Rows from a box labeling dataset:
START

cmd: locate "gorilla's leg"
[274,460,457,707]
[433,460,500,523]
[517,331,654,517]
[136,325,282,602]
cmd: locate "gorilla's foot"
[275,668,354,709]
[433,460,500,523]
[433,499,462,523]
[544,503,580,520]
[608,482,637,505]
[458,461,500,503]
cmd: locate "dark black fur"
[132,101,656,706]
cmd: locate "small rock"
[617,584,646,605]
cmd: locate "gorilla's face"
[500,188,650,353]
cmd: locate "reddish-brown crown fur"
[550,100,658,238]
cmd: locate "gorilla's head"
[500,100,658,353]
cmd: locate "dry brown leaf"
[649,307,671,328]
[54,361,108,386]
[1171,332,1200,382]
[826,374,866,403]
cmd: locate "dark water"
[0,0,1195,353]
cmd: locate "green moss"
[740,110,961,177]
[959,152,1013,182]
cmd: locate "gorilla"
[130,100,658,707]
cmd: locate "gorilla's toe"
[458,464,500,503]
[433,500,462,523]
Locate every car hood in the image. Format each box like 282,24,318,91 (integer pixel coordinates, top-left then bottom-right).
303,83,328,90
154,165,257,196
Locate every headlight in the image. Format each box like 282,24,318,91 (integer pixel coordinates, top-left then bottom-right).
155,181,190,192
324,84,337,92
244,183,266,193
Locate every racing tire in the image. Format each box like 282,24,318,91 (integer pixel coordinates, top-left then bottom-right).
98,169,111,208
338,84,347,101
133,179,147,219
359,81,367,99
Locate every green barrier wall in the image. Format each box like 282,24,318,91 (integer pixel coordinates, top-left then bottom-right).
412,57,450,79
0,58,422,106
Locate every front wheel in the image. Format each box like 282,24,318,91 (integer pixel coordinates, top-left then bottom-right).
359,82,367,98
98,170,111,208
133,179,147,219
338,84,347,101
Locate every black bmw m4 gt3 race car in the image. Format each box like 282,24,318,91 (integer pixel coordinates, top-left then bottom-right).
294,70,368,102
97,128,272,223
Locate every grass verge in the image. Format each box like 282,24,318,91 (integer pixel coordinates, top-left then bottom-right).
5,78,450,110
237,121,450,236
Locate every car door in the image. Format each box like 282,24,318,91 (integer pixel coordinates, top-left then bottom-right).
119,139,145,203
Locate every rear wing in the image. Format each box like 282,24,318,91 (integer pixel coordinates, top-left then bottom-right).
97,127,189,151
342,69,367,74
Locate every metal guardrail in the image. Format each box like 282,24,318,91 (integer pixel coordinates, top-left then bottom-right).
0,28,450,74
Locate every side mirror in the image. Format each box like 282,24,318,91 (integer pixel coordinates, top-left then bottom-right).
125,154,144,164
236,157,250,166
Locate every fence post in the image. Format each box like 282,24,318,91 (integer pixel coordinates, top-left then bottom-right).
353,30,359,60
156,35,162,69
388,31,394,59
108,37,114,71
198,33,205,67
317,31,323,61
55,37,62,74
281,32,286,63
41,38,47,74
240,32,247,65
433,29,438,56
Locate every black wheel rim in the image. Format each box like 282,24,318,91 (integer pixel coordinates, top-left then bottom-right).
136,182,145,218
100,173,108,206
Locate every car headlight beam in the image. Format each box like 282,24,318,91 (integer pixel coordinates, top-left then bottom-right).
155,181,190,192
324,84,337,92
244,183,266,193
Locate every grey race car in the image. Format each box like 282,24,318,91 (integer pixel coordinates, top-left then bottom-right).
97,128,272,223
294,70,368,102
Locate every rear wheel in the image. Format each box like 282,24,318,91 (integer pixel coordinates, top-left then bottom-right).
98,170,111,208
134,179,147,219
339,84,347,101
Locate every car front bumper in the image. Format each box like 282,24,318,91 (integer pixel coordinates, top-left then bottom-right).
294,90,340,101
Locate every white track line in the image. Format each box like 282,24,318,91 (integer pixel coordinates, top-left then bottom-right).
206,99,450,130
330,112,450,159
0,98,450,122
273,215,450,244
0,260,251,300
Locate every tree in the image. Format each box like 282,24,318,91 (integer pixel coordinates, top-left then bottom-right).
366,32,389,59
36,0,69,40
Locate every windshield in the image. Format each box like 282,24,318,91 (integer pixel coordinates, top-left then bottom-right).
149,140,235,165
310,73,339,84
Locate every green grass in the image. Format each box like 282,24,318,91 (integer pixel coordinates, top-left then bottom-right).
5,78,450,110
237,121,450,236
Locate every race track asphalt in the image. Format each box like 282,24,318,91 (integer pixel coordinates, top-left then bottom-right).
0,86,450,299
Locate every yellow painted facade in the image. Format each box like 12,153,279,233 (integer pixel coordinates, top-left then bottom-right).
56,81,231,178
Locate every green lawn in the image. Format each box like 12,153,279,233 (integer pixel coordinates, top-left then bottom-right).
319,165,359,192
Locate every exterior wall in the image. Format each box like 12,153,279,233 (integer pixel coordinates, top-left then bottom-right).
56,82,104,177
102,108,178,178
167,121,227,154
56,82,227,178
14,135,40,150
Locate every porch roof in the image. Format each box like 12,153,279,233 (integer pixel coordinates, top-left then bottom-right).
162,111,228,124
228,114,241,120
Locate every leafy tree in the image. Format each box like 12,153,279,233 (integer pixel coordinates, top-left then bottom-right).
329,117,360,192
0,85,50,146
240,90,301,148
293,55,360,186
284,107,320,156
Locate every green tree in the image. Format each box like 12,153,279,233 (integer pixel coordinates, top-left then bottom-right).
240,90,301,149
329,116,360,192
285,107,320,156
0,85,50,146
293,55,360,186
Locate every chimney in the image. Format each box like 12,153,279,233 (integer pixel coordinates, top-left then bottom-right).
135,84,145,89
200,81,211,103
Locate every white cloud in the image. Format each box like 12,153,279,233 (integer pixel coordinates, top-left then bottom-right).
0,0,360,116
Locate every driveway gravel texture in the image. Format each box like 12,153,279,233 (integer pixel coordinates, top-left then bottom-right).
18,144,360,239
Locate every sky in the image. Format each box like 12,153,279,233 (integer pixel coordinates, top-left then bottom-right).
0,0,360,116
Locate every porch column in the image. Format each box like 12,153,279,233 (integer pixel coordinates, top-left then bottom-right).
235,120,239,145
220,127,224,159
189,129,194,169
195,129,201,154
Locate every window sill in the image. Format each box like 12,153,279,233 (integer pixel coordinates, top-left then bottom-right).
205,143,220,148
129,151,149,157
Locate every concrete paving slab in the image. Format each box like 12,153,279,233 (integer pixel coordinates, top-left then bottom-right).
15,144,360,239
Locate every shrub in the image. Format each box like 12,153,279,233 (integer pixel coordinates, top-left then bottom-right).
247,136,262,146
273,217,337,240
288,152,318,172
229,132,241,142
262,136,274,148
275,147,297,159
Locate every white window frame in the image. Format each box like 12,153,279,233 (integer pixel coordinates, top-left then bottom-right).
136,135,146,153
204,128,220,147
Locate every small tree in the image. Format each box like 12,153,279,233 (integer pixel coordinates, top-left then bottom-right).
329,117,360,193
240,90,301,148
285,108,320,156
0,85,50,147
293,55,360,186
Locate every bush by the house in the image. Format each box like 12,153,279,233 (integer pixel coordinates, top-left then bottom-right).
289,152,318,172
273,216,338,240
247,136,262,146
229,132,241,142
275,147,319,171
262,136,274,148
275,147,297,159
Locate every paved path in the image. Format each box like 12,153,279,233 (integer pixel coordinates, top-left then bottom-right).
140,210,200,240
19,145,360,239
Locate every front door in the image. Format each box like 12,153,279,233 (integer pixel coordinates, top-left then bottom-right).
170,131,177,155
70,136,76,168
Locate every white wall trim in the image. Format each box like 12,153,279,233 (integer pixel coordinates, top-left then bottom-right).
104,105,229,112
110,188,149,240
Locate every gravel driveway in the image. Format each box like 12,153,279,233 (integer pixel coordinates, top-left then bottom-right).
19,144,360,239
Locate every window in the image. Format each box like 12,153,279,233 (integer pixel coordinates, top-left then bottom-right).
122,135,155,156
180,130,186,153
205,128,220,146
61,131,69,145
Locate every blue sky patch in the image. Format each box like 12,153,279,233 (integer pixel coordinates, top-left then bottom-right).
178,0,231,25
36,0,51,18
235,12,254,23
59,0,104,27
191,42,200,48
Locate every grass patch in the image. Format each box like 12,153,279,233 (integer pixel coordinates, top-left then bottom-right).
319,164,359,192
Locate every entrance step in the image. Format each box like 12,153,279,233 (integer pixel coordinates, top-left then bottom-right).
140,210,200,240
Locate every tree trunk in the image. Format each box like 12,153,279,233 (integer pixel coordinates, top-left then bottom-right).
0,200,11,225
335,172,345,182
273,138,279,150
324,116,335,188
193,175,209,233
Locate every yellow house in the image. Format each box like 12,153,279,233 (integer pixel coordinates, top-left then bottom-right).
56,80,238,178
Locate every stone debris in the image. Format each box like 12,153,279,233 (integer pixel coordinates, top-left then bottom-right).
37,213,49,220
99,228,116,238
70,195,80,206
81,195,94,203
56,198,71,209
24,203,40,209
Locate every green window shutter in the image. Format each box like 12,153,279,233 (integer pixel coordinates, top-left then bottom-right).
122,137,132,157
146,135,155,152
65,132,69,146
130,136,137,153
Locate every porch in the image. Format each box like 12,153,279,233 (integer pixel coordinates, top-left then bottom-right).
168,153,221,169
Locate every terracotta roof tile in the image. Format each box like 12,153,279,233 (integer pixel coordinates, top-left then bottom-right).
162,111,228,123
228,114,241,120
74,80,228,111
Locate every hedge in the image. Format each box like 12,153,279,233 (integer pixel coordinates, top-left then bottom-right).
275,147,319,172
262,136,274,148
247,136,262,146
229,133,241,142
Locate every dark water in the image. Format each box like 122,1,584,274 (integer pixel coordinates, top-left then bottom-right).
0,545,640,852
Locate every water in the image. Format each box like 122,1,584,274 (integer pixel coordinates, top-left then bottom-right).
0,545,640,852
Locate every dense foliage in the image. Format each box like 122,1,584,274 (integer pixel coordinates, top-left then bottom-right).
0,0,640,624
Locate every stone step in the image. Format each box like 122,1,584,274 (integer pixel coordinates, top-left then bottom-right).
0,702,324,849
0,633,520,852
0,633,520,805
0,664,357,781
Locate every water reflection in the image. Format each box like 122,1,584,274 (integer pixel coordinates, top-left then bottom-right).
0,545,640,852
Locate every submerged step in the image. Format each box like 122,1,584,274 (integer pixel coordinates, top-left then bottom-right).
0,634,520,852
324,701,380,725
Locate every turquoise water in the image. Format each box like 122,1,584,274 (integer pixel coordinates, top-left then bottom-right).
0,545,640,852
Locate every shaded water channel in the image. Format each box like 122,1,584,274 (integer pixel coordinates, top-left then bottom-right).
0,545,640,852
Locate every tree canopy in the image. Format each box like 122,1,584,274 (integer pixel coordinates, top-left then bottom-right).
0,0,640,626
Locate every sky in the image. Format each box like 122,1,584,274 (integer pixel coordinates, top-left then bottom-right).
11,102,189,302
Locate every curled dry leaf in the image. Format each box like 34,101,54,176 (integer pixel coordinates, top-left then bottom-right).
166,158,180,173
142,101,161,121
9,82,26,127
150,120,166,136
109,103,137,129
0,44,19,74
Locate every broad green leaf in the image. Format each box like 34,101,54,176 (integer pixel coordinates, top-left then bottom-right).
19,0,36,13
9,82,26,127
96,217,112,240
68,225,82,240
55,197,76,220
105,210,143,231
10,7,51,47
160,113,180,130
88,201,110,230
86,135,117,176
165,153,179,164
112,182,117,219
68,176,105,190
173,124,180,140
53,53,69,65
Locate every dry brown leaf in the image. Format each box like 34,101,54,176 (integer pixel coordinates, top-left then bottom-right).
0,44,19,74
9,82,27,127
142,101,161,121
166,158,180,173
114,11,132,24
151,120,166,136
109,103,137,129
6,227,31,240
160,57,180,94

END

Please rewrite the listing from its start up to and including the line with "[550,100,658,238]", replacing "gorilla's" with "primate's" and leaving everything else unchanged.

• OUTPUT BELOW:
cmd: locate "primate's leg"
[274,460,457,707]
[433,460,500,523]
[517,331,654,517]
[136,325,282,602]
cmd: locate "primate's foot"
[275,668,354,709]
[433,460,500,523]
[433,499,462,523]
[544,503,580,520]
[608,482,637,505]
[458,461,500,503]
cmd: locate "dark black fur"
[132,101,656,706]
cmd: locate "small rock"
[617,584,646,605]
cmd: locate "primate's face"
[500,188,650,353]
cmd: locate "reddish-brown crown fur"
[550,100,658,238]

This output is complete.